### EXERCISE PROMPT
With the images removed, write out every line below exactly.

[Phrase grounding data]
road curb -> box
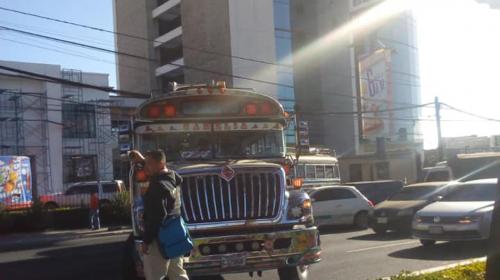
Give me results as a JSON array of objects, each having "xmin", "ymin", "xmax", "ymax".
[
  {"xmin": 0, "ymin": 228, "xmax": 132, "ymax": 249},
  {"xmin": 380, "ymin": 257, "xmax": 487, "ymax": 279}
]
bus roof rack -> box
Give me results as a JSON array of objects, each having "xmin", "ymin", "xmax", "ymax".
[{"xmin": 167, "ymin": 81, "xmax": 256, "ymax": 93}]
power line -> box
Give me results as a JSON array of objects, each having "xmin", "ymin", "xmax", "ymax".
[
  {"xmin": 0, "ymin": 6, "xmax": 422, "ymax": 88},
  {"xmin": 0, "ymin": 67, "xmax": 145, "ymax": 97},
  {"xmin": 0, "ymin": 36, "xmax": 149, "ymax": 73},
  {"xmin": 300, "ymin": 102, "xmax": 432, "ymax": 116},
  {"xmin": 0, "ymin": 6, "xmax": 291, "ymax": 68},
  {"xmin": 441, "ymin": 103, "xmax": 500, "ymax": 123},
  {"xmin": 0, "ymin": 25, "xmax": 295, "ymax": 90}
]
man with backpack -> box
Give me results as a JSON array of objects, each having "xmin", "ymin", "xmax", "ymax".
[{"xmin": 141, "ymin": 149, "xmax": 189, "ymax": 280}]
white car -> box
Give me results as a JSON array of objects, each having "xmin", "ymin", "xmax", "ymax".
[
  {"xmin": 40, "ymin": 180, "xmax": 125, "ymax": 209},
  {"xmin": 308, "ymin": 185, "xmax": 374, "ymax": 228}
]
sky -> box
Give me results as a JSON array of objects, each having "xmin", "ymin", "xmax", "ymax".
[
  {"xmin": 0, "ymin": 0, "xmax": 116, "ymax": 87},
  {"xmin": 0, "ymin": 0, "xmax": 500, "ymax": 149}
]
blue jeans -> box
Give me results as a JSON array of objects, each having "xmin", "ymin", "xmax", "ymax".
[{"xmin": 89, "ymin": 209, "xmax": 100, "ymax": 230}]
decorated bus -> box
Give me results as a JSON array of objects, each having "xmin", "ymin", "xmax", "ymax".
[{"xmin": 124, "ymin": 82, "xmax": 321, "ymax": 280}]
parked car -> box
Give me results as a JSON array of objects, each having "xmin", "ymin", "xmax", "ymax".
[
  {"xmin": 413, "ymin": 178, "xmax": 497, "ymax": 246},
  {"xmin": 349, "ymin": 180, "xmax": 404, "ymax": 205},
  {"xmin": 40, "ymin": 180, "xmax": 125, "ymax": 209},
  {"xmin": 370, "ymin": 182, "xmax": 454, "ymax": 234},
  {"xmin": 307, "ymin": 185, "xmax": 374, "ymax": 228}
]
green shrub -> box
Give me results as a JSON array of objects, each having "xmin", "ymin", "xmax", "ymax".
[
  {"xmin": 380, "ymin": 261, "xmax": 486, "ymax": 280},
  {"xmin": 101, "ymin": 192, "xmax": 131, "ymax": 226}
]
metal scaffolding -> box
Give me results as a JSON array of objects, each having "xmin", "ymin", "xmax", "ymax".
[{"xmin": 0, "ymin": 89, "xmax": 53, "ymax": 195}]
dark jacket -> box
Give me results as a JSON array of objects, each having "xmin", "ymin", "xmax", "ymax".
[{"xmin": 142, "ymin": 170, "xmax": 183, "ymax": 245}]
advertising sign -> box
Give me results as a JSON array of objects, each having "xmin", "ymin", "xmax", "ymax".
[
  {"xmin": 0, "ymin": 156, "xmax": 32, "ymax": 209},
  {"xmin": 359, "ymin": 49, "xmax": 393, "ymax": 140}
]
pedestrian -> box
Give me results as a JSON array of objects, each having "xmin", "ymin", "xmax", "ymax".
[
  {"xmin": 141, "ymin": 149, "xmax": 189, "ymax": 280},
  {"xmin": 89, "ymin": 190, "xmax": 100, "ymax": 230}
]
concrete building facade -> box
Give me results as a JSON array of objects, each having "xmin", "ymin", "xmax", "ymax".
[
  {"xmin": 113, "ymin": 0, "xmax": 280, "ymax": 98},
  {"xmin": 290, "ymin": 0, "xmax": 421, "ymax": 156},
  {"xmin": 0, "ymin": 61, "xmax": 114, "ymax": 195}
]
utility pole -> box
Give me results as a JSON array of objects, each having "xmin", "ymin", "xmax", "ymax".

### RESULT
road curb -> box
Give me results as a JSON array of objects, each having "xmin", "ymin", "xmax", "ymax".
[
  {"xmin": 0, "ymin": 228, "xmax": 132, "ymax": 249},
  {"xmin": 380, "ymin": 257, "xmax": 487, "ymax": 279}
]
bus roof rack -> box
Give me results as a JSON array of objects, each having "xmin", "ymin", "xmax", "ymax".
[{"xmin": 167, "ymin": 81, "xmax": 256, "ymax": 93}]
power line -> box
Give me results as a JSON array of objects, each having "xmin", "ymin", "xmax", "ymax".
[
  {"xmin": 0, "ymin": 6, "xmax": 422, "ymax": 88},
  {"xmin": 0, "ymin": 67, "xmax": 145, "ymax": 97},
  {"xmin": 0, "ymin": 36, "xmax": 149, "ymax": 73},
  {"xmin": 300, "ymin": 102, "xmax": 432, "ymax": 116},
  {"xmin": 0, "ymin": 6, "xmax": 291, "ymax": 68},
  {"xmin": 441, "ymin": 103, "xmax": 500, "ymax": 123},
  {"xmin": 0, "ymin": 25, "xmax": 295, "ymax": 90}
]
man with backpack -> box
Give me results as a JSON array of objects, each having "xmin", "ymin", "xmax", "ymax".
[{"xmin": 141, "ymin": 149, "xmax": 189, "ymax": 280}]
white car -> box
Give me results as a JSON array of objects, each having "xmin", "ymin", "xmax", "ymax".
[
  {"xmin": 40, "ymin": 180, "xmax": 125, "ymax": 209},
  {"xmin": 308, "ymin": 185, "xmax": 374, "ymax": 228}
]
sky -> box
Give me results as a JSON array of objects, each having "xmin", "ymin", "xmax", "ymax".
[
  {"xmin": 0, "ymin": 0, "xmax": 116, "ymax": 87},
  {"xmin": 0, "ymin": 0, "xmax": 500, "ymax": 149}
]
blue jeans -> box
Give me results as a JSON array of objects, each having "xmin", "ymin", "xmax", "ymax".
[{"xmin": 89, "ymin": 209, "xmax": 100, "ymax": 230}]
decorated bus -> box
Give me results as a JSON array of objects, each having "xmin", "ymin", "xmax", "ymax".
[{"xmin": 124, "ymin": 82, "xmax": 321, "ymax": 280}]
parked car -> box
Give me results as a JSON array of objects, each having "xmin", "ymin", "xmax", "ymax".
[
  {"xmin": 413, "ymin": 178, "xmax": 497, "ymax": 246},
  {"xmin": 349, "ymin": 180, "xmax": 404, "ymax": 205},
  {"xmin": 40, "ymin": 180, "xmax": 125, "ymax": 209},
  {"xmin": 370, "ymin": 182, "xmax": 454, "ymax": 234},
  {"xmin": 307, "ymin": 185, "xmax": 374, "ymax": 228}
]
green shrub -> box
Give me results as a JSON array of objects, each having "xmin", "ymin", "xmax", "ymax".
[
  {"xmin": 380, "ymin": 261, "xmax": 486, "ymax": 280},
  {"xmin": 101, "ymin": 192, "xmax": 131, "ymax": 226}
]
metal scaffolding -> box
Give me results as a JSON array of objects, each having "xmin", "ymin", "xmax", "ymax".
[{"xmin": 0, "ymin": 89, "xmax": 53, "ymax": 195}]
dark jacket -> box
Give me results as a JSON array of objects, each having "xmin", "ymin", "xmax", "ymax".
[{"xmin": 142, "ymin": 170, "xmax": 183, "ymax": 245}]
advertising sign -> box
Give me results as a JSON array of objects, each having "xmin", "ymin", "xmax", "ymax".
[
  {"xmin": 0, "ymin": 156, "xmax": 32, "ymax": 209},
  {"xmin": 359, "ymin": 49, "xmax": 393, "ymax": 140}
]
pedestrian -> box
Give me results as a JSON array of objects, each having "xmin", "ymin", "xmax", "ymax".
[
  {"xmin": 141, "ymin": 149, "xmax": 189, "ymax": 280},
  {"xmin": 89, "ymin": 190, "xmax": 100, "ymax": 230}
]
concrete building facade -> box
Give me results as a JSON array of objects, each having "xmin", "ymin", "xmax", "ymax".
[
  {"xmin": 113, "ymin": 0, "xmax": 280, "ymax": 98},
  {"xmin": 290, "ymin": 0, "xmax": 421, "ymax": 156},
  {"xmin": 0, "ymin": 61, "xmax": 114, "ymax": 195}
]
utility pole -> box
Give me results as a JSON array of objects, each having "xmin", "ymin", "xmax", "ymax".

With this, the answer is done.